→ **PROBLEM**
Write out the early intervention passage between "When a child has" and "doubt, confusion, uncertainty.", inclusive, substituting "sensory stimuli" for "sensory inputs".

→ **PASSAGE PROVIDED**
»»
Early Intervention

Both Guy and Gilles, who founded Transforming Autism, have had experiences of dramatically improving the prospects and the quality of life of their autistic children beyond what would otherwise have been possible, through Early Intervention - providing treatment to the child at a very young age.

You can hear about Guy's story on our TED talk or read it here (or in much more detail in the book, Transforming Autism).  Gilles' has also written about his family's story.

Unfortunately, despite the growing body of evidence confirming the power of Early Intervention, it is not yet widely recognised, and parents who suspect autism in their young children are very often told not to worry for a while and come back months or even years later if the concern is still there.  As a result. the critical early years of childhood development, when it is possible to make profound and powerful changes, are lost.

A large part of our mission at Transforming Autism is to give hope, confidence and direction to parents and carers who would like to intervene early in the life of their autistic child.

As well as raising awareness of the power of Early Intervention to change an autistic child's life, we also plan eventually to ourselves provide treatment to very young children with autism and their families  through our own very specialist autism clinic in the South East of England, based on and in association with the Mifne Clinic, where Guy's family was treated when his son was 2.

Why Early Intervention?

When a child has autism, they become very sensitive not only to certain sensory inputs (and different ones for each child), but much more importantly to their emotional environment.  Reactions and behaviours that might seem completely unremarkable to a non-autistic person, might be the source of deep pain, doubt, confusion, uncertainty.

The result is anxiety, which them becomes central to how an autistic child continues to develop and attempt to cope with this confusing world around them.  Arguably, it is this anxiety which informs their "coping strategies" (such as the stimulatory behaviours that are commonly seen in children with autism) and intensifies the acute inconvenience of their sensory sensitivity, in the same way that a certain sound might normally be barely noticeable to someone until they have a couple of days of scarce sleep and poor eating during a challenging emotional period, when it might then become a source of frustration.
««
→ **DATASET EXTRACT**
»»
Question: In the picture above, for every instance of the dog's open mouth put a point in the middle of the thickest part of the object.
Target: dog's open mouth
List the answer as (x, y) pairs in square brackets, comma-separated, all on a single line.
««
→ **SOLUTION TO THIS PROBLEM**
When a child has autism, they become very sensitive not only to certain sensory stimuli (and different ones for each child), but much more importantly to their emotional environment.  Reactions and behaviours that might seem completely unremarkable to a non-autistic person, might be the source of deep pain, doubt, confusion, uncertainty.